Document segment –
+++
Scientists have shown how disposable face masks can be recycled for road construction. The work was carried out in the framework of solving the problem of a circular economy for waste generated by a pandemic.

A study published in the journal Science of The Total Environment showed that using recycled face shield material is useful in road construction. A total of about 3 million masks will be required for one kilometer of a two-lane road. This will prevent 93 tons of waste from ending up in landfill.

The new road building material was created by researchers at the Royal Melbourne Institute of Technology (RMIT) in Melbourne, Australia. It is a blend of crushed disposable face masks and processed construction debris designed to meet civil engineering safety standards.

Analysis has shown that face masks help add stiffness and strength to final products intended to be used as a base for roads and sidewalks.

The new study is the first to examine the potential uses of disposable surgical masks in civil engineering. The use of personal protective equipment (PPE) has skyrocketed during the COVID-19 pandemic, and it is estimated that around 6.8 billion disposable face masks are used every day worldwide.

Roads are made up of four layers: subgrade, base, base, and asphalt on top. All layers must be strong and flexible to withstand the pressure of heavy vehicles and prevent cracking. Recycled Construction Aggregate – Recycled Concrete Aggregate (RCA) – can potentially be used on its own for three sub-layers. The researchers found that adding crushed face masks to RCA improves the material while addressing environmental concerns in two ways: PPE recycling and construction waste.
+++
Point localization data
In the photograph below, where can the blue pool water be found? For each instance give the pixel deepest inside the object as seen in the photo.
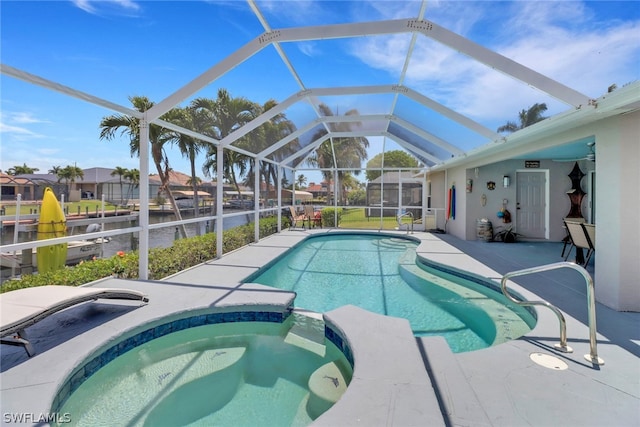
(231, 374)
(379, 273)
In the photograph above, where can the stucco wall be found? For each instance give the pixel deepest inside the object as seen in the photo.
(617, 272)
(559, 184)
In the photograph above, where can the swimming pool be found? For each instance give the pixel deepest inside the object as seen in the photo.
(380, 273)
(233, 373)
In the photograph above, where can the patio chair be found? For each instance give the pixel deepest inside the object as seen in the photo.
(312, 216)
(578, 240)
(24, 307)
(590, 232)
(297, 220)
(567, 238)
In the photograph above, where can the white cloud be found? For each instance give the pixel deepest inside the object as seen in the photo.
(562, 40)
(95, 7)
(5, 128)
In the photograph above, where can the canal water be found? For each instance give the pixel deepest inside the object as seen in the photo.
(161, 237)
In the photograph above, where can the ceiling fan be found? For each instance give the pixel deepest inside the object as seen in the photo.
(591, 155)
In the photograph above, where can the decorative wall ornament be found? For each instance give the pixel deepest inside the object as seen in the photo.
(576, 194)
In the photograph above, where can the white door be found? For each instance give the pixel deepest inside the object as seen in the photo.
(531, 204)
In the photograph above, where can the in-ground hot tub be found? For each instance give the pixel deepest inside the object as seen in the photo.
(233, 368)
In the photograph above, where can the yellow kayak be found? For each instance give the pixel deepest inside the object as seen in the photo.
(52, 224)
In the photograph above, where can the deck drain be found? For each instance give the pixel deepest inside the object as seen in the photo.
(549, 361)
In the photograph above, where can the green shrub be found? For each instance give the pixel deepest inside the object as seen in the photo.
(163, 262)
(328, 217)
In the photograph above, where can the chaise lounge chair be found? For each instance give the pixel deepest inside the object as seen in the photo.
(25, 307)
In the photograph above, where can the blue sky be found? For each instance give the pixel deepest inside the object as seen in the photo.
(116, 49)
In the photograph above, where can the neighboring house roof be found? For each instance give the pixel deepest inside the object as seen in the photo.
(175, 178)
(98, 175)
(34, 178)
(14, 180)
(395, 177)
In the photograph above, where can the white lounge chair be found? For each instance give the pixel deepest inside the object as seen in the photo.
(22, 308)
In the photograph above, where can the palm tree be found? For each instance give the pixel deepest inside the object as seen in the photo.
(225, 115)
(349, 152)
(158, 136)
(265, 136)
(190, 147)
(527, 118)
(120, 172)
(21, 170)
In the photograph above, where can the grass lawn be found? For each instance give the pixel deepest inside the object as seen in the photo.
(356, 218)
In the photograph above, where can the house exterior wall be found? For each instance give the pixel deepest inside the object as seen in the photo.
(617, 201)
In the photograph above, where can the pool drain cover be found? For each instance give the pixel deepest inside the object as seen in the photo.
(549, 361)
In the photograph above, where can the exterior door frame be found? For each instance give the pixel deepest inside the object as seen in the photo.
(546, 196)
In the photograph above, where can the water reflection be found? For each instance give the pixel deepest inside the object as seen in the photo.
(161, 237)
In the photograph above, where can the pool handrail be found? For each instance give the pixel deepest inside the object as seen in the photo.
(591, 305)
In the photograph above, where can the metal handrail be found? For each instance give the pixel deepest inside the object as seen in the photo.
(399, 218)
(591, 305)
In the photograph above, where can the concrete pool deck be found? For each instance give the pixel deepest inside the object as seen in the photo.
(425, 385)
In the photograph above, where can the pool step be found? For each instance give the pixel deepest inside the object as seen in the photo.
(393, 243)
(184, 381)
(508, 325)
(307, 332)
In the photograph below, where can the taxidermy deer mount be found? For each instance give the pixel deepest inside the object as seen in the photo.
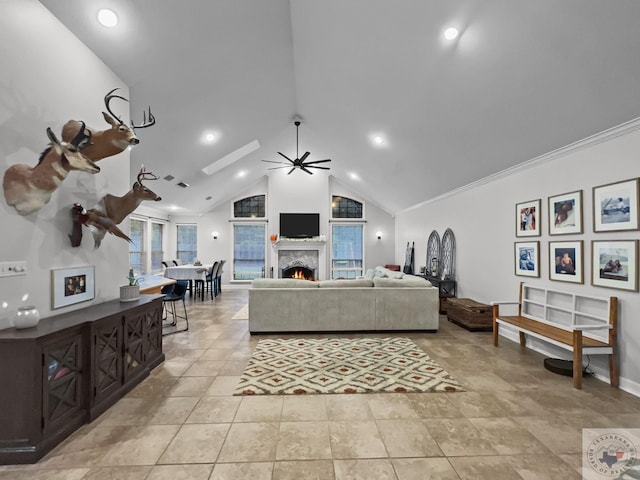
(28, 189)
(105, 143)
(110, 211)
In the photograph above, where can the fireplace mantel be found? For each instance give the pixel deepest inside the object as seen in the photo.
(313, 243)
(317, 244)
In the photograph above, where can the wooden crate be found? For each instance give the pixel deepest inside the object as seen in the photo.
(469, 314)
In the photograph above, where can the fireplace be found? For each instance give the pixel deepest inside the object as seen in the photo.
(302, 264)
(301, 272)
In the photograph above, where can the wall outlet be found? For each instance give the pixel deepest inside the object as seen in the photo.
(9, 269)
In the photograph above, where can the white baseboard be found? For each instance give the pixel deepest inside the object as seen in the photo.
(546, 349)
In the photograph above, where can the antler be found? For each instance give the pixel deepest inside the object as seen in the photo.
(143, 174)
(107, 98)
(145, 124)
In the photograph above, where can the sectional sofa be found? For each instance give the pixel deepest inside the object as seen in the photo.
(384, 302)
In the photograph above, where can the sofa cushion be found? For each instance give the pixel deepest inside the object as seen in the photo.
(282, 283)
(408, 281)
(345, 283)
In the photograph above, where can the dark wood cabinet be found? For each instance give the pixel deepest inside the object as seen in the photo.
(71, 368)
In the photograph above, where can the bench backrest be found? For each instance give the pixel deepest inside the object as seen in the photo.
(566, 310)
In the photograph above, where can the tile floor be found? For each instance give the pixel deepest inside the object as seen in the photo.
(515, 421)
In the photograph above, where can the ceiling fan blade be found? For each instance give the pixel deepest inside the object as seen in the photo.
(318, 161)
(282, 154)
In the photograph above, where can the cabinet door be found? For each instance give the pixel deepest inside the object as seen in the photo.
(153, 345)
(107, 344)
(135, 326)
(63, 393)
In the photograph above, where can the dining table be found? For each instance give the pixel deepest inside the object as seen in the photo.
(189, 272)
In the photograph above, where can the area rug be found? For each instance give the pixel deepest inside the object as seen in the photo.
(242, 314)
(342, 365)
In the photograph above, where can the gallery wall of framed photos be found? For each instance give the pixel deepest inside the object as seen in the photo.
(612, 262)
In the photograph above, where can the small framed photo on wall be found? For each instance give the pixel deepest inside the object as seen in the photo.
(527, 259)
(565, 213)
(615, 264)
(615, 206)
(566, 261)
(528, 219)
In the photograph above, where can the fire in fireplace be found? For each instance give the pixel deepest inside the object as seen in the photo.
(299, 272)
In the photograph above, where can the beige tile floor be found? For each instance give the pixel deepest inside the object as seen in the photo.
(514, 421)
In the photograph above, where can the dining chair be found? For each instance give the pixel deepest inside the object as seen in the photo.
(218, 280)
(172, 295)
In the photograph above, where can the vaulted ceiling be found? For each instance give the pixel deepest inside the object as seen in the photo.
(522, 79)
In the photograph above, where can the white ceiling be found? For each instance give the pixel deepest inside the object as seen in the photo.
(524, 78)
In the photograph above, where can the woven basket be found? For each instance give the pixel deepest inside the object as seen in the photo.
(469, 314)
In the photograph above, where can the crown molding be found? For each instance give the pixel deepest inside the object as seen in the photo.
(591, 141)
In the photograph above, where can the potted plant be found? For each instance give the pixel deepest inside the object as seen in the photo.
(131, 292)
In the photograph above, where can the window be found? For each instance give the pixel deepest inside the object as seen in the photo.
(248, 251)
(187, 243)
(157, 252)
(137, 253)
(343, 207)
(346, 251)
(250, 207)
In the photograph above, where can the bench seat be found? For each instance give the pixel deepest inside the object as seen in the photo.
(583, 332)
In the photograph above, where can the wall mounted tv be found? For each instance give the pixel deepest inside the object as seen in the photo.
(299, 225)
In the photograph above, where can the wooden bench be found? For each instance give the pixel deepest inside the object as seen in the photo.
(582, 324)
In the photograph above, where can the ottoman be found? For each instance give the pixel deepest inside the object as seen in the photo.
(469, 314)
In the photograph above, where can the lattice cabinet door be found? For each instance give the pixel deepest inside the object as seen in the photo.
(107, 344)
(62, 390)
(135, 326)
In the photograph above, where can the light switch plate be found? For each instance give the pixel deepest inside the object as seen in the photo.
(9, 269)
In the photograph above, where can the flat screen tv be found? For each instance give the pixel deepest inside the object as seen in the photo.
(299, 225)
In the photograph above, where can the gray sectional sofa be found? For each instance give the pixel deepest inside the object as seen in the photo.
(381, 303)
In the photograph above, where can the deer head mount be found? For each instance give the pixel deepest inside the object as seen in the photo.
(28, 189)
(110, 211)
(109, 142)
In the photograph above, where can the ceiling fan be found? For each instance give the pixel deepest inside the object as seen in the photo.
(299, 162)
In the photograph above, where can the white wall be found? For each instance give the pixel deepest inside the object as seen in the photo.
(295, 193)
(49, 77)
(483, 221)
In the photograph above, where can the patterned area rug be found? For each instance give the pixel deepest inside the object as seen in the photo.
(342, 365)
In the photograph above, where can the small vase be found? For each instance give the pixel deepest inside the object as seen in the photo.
+++
Exercise objective – Reproduce, word for word, the full article above on recycling disposable face masks for road construction.

Task answer –
Scientists have shown how disposable face masks can be recycled for road construction. The work was carried out in the framework of solving the problem of a circular economy for waste generated by a pandemic.

A study published in the journal Science of The Total Environment showed that using recycled face shield material is useful in road construction. A total of about 3 million masks will be required for one kilometer of a two-lane road. This will prevent 93 tons of waste from ending up in landfill.

The new road building material was created by researchers at the Royal Melbourne Institute of Technology (RMIT) in Melbourne, Australia. It is a blend of crushed disposable face masks and processed construction debris designed to meet civil engineering safety standards.

Analysis has shown that face masks help add stiffness and strength to final products intended to be used as a base for roads and sidewalks.

The new study is the first to examine the potential uses of disposable surgical masks in civil engineering. The use of personal protective equipment (PPE) has skyrocketed during the COVID-19 pandemic, and it is estimated that around 6.8 billion disposable face masks are used every day worldwide.

Roads are made up of four layers: subgrade, base, base, and asphalt on top. All layers must be strong and flexible to withstand the pressure of heavy vehicles and prevent cracking. Recycled Construction Aggregate – Recycled Concrete Aggregate (RCA) – can potentially be used on its own for three sub-layers. The researchers found that adding crushed face masks to RCA improves the material while addressing environmental concerns in two ways: PPE recycling and construction waste.